Exercise details: Transcribe the material in full, exactly as written.

* Start Listed records *

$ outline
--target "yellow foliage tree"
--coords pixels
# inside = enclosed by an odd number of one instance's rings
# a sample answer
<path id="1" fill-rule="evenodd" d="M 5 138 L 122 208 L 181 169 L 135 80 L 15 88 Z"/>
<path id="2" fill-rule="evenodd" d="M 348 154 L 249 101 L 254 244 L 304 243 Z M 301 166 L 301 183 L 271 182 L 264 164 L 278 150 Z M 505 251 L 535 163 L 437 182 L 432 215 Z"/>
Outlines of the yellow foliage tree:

* End Listed records *

The reply:
$ outline
--target "yellow foliage tree"
--coords pixels
# inside = enclosed by an odd number of one instance's rings
# a sample answer
<path id="1" fill-rule="evenodd" d="M 5 138 L 122 208 L 181 169 L 135 80 L 15 88 Z"/>
<path id="2" fill-rule="evenodd" d="M 348 154 L 249 101 L 254 244 L 304 243 Z M 301 166 L 301 183 L 271 182 L 264 164 L 278 150 Z M 505 251 L 535 163 L 437 182 L 432 215 Z"/>
Outlines of the yellow foliage tree:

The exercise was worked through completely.